### EXCERPTED RECORDS
_ _ _

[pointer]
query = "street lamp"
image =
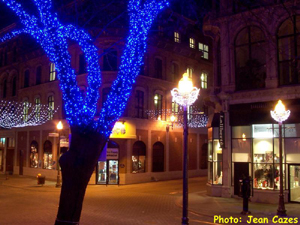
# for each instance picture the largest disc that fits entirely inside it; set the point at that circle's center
(280, 115)
(185, 95)
(59, 127)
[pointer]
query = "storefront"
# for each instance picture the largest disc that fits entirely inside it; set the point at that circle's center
(253, 147)
(108, 165)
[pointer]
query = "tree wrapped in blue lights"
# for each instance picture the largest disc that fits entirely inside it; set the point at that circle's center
(88, 136)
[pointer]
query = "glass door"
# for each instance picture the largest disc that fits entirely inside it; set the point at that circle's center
(294, 179)
(113, 171)
(101, 172)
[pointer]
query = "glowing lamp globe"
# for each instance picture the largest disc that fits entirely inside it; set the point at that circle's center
(280, 114)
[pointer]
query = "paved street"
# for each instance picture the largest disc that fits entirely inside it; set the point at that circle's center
(24, 202)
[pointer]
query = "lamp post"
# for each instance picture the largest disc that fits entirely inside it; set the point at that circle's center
(185, 95)
(280, 114)
(59, 127)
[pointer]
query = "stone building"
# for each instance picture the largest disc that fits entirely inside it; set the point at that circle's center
(256, 64)
(141, 148)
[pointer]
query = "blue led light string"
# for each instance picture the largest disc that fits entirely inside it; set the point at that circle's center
(141, 19)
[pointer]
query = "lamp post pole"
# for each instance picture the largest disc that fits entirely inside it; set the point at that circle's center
(185, 95)
(59, 128)
(280, 114)
(281, 208)
(185, 219)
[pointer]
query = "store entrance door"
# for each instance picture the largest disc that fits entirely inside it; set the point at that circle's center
(294, 186)
(240, 168)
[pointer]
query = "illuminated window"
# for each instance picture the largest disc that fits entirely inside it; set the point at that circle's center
(34, 156)
(25, 110)
(203, 79)
(37, 107)
(139, 104)
(52, 72)
(192, 43)
(158, 105)
(26, 78)
(50, 106)
(189, 71)
(204, 49)
(138, 157)
(176, 37)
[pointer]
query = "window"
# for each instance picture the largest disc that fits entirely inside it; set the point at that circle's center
(203, 79)
(192, 43)
(48, 157)
(34, 156)
(105, 92)
(14, 91)
(250, 59)
(175, 72)
(158, 68)
(25, 110)
(26, 78)
(176, 37)
(38, 75)
(204, 49)
(4, 88)
(289, 51)
(175, 108)
(158, 160)
(52, 72)
(82, 64)
(110, 60)
(138, 157)
(139, 104)
(37, 108)
(160, 31)
(189, 71)
(158, 105)
(50, 106)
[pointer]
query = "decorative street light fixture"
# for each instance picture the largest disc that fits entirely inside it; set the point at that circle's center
(185, 95)
(59, 127)
(280, 115)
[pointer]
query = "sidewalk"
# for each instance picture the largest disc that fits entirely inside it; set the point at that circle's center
(201, 206)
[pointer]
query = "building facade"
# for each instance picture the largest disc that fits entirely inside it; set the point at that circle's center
(256, 64)
(144, 146)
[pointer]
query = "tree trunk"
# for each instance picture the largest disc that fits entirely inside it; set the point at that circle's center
(77, 166)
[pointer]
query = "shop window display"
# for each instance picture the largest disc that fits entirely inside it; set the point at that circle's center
(34, 157)
(48, 157)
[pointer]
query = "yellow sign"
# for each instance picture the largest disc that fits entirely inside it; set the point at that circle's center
(124, 130)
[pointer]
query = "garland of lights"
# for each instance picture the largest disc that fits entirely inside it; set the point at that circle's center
(196, 119)
(16, 114)
(53, 36)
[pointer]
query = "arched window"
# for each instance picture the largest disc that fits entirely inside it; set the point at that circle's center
(34, 155)
(138, 157)
(14, 91)
(48, 155)
(26, 78)
(158, 68)
(51, 106)
(175, 72)
(158, 163)
(110, 60)
(139, 104)
(4, 88)
(38, 75)
(288, 51)
(250, 59)
(82, 64)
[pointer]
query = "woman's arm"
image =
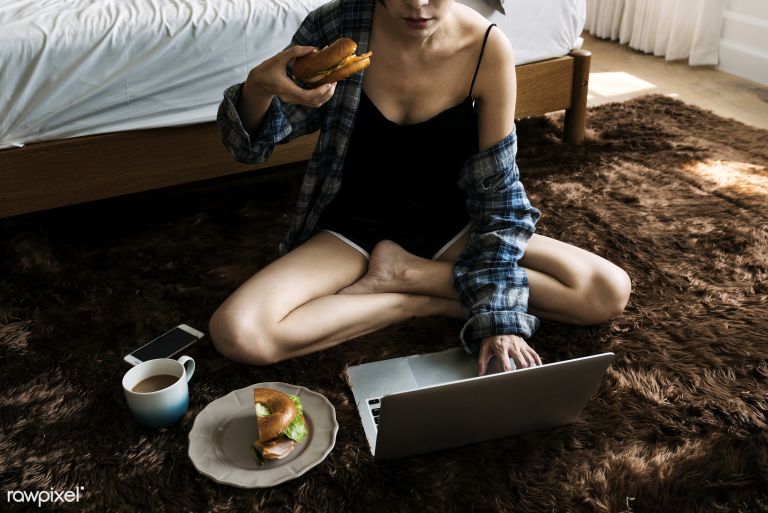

_ _ _

Tally the lines in the entries above that contain the string "building", treating uppercase and lowercase as different. Reply with the number alone.

2